(Given data begins)

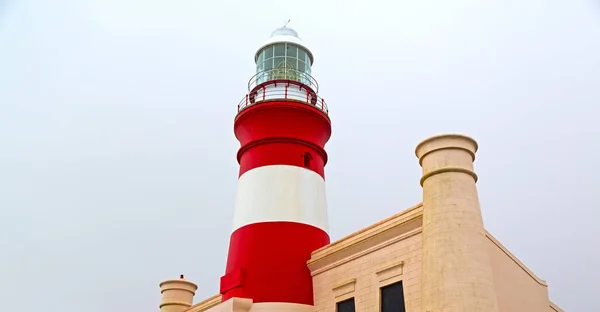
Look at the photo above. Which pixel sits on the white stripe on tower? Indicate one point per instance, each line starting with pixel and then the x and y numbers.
pixel 281 193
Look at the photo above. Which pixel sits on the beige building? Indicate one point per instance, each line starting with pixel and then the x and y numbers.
pixel 433 257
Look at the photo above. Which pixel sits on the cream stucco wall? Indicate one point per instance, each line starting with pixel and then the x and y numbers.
pixel 390 251
pixel 517 288
pixel 360 264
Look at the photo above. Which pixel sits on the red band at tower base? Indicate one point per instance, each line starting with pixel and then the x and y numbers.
pixel 272 268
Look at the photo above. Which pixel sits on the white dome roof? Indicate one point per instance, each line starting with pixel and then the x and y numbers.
pixel 285 34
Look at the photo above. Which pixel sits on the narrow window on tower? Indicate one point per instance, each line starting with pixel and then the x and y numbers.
pixel 345 306
pixel 392 298
pixel 307 158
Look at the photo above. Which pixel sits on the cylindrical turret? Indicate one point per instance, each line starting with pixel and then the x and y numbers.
pixel 456 268
pixel 177 295
pixel 280 210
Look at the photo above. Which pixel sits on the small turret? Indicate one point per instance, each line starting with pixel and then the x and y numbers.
pixel 177 295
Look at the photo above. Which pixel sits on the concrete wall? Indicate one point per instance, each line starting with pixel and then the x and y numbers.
pixel 360 264
pixel 517 288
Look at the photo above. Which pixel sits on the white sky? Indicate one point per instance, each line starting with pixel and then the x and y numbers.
pixel 117 154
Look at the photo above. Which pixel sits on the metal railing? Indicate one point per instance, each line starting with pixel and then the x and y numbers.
pixel 283 74
pixel 290 93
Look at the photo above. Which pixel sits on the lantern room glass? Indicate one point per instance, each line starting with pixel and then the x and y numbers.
pixel 283 61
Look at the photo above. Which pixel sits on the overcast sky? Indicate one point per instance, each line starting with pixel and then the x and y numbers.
pixel 117 153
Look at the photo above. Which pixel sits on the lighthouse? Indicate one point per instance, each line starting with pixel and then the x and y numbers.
pixel 280 215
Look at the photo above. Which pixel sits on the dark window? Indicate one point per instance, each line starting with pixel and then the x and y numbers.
pixel 392 298
pixel 345 306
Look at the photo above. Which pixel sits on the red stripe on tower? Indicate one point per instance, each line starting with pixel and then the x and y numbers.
pixel 280 211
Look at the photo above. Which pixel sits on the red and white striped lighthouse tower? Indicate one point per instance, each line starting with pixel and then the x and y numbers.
pixel 280 211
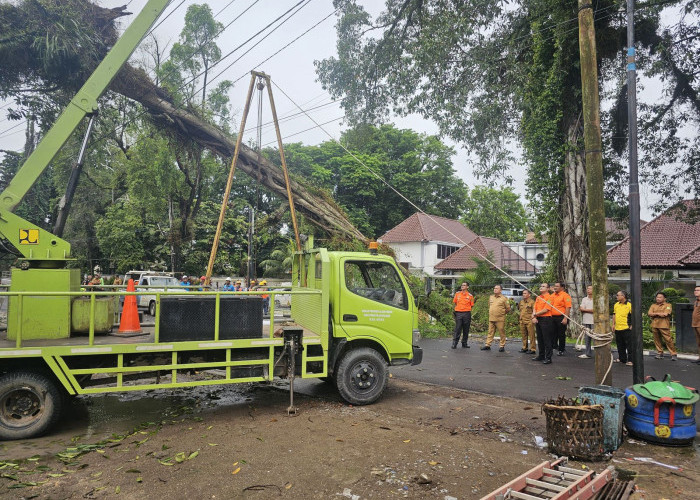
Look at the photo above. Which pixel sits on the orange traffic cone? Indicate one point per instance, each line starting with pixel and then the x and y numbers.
pixel 129 322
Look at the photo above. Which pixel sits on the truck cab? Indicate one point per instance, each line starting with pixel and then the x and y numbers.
pixel 372 319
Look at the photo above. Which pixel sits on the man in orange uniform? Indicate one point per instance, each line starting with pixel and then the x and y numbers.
pixel 463 301
pixel 527 328
pixel 560 306
pixel 498 308
pixel 695 321
pixel 660 314
pixel 542 317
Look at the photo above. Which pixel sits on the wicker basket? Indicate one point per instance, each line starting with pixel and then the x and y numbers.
pixel 575 428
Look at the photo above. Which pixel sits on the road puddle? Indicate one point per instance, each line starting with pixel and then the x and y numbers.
pixel 94 418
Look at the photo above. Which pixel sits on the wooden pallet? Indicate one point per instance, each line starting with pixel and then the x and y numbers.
pixel 553 481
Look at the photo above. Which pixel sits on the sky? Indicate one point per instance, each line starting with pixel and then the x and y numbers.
pixel 309 35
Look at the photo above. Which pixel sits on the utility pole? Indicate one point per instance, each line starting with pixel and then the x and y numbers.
pixel 635 243
pixel 594 184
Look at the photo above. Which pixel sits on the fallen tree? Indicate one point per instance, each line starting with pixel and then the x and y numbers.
pixel 316 205
pixel 81 33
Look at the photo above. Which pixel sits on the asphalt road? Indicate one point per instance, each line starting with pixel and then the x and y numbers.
pixel 515 375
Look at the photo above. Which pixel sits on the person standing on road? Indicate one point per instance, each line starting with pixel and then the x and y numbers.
pixel 586 309
pixel 463 301
pixel 185 282
pixel 695 322
pixel 660 314
pixel 621 319
pixel 499 306
pixel 527 327
pixel 560 303
pixel 542 318
pixel 228 287
pixel 265 297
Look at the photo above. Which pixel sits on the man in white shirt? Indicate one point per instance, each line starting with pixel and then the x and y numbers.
pixel 586 309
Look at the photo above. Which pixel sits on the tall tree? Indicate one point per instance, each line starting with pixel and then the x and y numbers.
pixel 490 71
pixel 497 213
pixel 418 166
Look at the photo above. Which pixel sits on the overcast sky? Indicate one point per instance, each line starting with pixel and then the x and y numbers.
pixel 292 69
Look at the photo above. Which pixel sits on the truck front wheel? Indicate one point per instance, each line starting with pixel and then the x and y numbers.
pixel 361 376
pixel 30 403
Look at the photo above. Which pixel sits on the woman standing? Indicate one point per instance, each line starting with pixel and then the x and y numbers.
pixel 622 313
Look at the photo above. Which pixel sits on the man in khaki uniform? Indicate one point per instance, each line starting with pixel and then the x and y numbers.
pixel 695 322
pixel 498 308
pixel 527 328
pixel 660 315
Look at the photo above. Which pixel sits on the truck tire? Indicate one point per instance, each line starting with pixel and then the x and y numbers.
pixel 30 403
pixel 361 376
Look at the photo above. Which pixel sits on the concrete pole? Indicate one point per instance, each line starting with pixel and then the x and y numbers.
pixel 594 184
pixel 637 343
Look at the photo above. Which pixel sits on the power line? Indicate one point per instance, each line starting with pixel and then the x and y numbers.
pixel 307 129
pixel 287 45
pixel 292 116
pixel 225 7
pixel 4 133
pixel 256 34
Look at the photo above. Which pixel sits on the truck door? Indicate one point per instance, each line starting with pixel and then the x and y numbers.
pixel 374 303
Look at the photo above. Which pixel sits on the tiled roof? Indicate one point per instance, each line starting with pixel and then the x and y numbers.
pixel 665 241
pixel 618 229
pixel 532 238
pixel 479 247
pixel 692 257
pixel 423 227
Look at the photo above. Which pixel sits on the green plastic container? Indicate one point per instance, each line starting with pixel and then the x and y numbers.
pixel 613 401
pixel 104 315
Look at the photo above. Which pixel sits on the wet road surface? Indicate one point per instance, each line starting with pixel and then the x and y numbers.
pixel 515 375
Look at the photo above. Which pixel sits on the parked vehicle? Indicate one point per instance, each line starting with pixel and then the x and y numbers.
pixel 151 281
pixel 353 311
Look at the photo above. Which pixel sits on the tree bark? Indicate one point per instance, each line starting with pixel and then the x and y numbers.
pixel 318 208
pixel 574 265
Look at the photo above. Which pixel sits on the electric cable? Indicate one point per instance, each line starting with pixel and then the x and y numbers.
pixel 305 2
pixel 402 196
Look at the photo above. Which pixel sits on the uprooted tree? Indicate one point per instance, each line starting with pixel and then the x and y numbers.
pixel 80 33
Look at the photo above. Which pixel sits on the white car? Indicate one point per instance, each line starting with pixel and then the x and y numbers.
pixel 156 282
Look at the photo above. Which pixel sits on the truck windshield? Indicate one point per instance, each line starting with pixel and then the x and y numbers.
pixel 377 281
pixel 164 281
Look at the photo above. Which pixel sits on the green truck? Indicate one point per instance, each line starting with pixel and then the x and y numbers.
pixel 352 312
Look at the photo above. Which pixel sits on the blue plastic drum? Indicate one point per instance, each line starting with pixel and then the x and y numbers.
pixel 662 421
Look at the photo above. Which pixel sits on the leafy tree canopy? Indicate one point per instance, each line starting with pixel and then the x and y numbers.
pixel 497 213
pixel 417 166
pixel 487 71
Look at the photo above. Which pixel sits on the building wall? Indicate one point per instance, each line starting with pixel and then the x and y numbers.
pixel 420 255
pixel 410 252
pixel 530 251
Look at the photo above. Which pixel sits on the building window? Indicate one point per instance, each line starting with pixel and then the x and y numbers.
pixel 445 251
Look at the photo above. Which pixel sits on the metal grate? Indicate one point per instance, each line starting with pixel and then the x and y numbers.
pixel 553 481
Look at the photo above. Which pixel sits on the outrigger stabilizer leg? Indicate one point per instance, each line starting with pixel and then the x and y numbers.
pixel 292 345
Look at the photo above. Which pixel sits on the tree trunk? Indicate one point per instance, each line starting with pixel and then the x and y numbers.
pixel 320 210
pixel 574 264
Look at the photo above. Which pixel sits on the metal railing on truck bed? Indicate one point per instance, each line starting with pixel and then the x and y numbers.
pixel 120 362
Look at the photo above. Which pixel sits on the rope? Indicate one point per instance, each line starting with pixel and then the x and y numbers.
pixel 603 339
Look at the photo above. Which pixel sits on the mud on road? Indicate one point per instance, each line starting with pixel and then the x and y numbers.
pixel 418 441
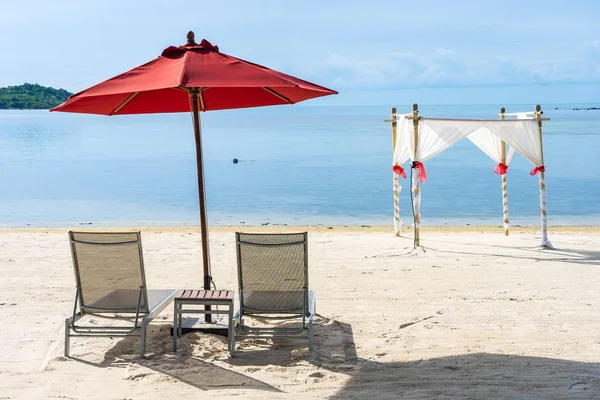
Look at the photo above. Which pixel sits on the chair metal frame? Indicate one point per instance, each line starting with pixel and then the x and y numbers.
pixel 80 309
pixel 308 306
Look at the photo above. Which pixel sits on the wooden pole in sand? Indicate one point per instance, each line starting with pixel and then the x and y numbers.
pixel 397 226
pixel 504 185
pixel 542 178
pixel 415 180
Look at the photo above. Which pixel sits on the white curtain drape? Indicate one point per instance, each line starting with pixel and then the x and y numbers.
pixel 490 144
pixel 436 136
pixel 401 156
pixel 520 134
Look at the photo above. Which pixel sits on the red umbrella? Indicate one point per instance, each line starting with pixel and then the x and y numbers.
pixel 194 77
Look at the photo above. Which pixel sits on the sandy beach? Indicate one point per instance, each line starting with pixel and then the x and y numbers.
pixel 472 314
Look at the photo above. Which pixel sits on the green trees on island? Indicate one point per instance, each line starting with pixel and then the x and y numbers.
pixel 31 96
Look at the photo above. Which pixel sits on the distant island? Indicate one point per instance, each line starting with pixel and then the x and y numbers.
pixel 31 97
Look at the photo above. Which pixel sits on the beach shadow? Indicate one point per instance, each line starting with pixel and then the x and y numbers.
pixel 474 376
pixel 333 343
pixel 199 372
pixel 585 257
pixel 202 360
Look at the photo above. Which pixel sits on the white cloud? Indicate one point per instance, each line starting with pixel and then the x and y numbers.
pixel 444 67
pixel 593 45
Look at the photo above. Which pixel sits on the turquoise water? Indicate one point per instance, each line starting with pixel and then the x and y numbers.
pixel 298 165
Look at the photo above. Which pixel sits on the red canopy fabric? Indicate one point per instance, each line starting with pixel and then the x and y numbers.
pixel 161 86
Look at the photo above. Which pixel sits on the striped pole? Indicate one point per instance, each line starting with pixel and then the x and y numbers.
pixel 415 181
pixel 504 185
pixel 545 242
pixel 397 188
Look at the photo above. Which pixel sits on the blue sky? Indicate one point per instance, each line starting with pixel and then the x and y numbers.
pixel 373 52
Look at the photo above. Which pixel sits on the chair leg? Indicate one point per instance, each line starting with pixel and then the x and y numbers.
pixel 231 332
pixel 175 328
pixel 143 350
pixel 67 337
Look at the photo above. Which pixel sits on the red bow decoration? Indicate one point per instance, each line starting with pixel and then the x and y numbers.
pixel 537 169
pixel 501 169
pixel 422 174
pixel 399 171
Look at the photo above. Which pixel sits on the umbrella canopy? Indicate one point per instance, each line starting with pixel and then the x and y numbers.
pixel 193 77
pixel 163 84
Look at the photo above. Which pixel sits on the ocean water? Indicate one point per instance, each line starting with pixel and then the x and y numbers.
pixel 297 165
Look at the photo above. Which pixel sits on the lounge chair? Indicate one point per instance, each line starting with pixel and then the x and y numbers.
pixel 273 283
pixel 109 272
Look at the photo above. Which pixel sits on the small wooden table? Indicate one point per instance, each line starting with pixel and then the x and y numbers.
pixel 203 298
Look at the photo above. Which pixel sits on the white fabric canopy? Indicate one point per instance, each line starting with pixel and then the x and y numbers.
pixel 436 135
pixel 490 144
pixel 404 140
pixel 522 135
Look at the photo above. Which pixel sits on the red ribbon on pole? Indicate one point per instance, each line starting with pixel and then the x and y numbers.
pixel 537 169
pixel 501 169
pixel 399 170
pixel 422 174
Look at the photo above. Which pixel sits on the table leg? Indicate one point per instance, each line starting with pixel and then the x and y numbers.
pixel 175 328
pixel 231 332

(Given data ends)

**Work instructions:**
Start with the line that contains "Look at the photo above. Which pixel sits on the lounge", end with the last line of the entries, and please retype every line in that span exactly, with no others.

**Exercise solution:**
Look at the photo above. Which pixel sits on the lounge chair? Indicate one point per instance, each line starting with pixel and then the x and y numbers.
pixel 273 283
pixel 109 272
Look at the photo above. Which pixel sits on the small wooden table? Indicate one point per instance, each line starting with pixel and then the x and y numbers.
pixel 203 298
Look at the photo above. Which pixel sits on the white fabric canopy? Indicate one point per instance, each line starting with pixel and then the x and y numbers.
pixel 436 135
pixel 490 144
pixel 404 140
pixel 522 135
Look at the photo above. Which pixel sits on the red ribbon on pole? Indicate one point per instance, each line starting with pixel and then the x and y numbers.
pixel 537 169
pixel 501 169
pixel 399 170
pixel 422 174
Look at the photo above. Which pixel sits on the table leg? Indicate one point per instance, each line starting with pixel and then the x and y numbers.
pixel 175 328
pixel 231 332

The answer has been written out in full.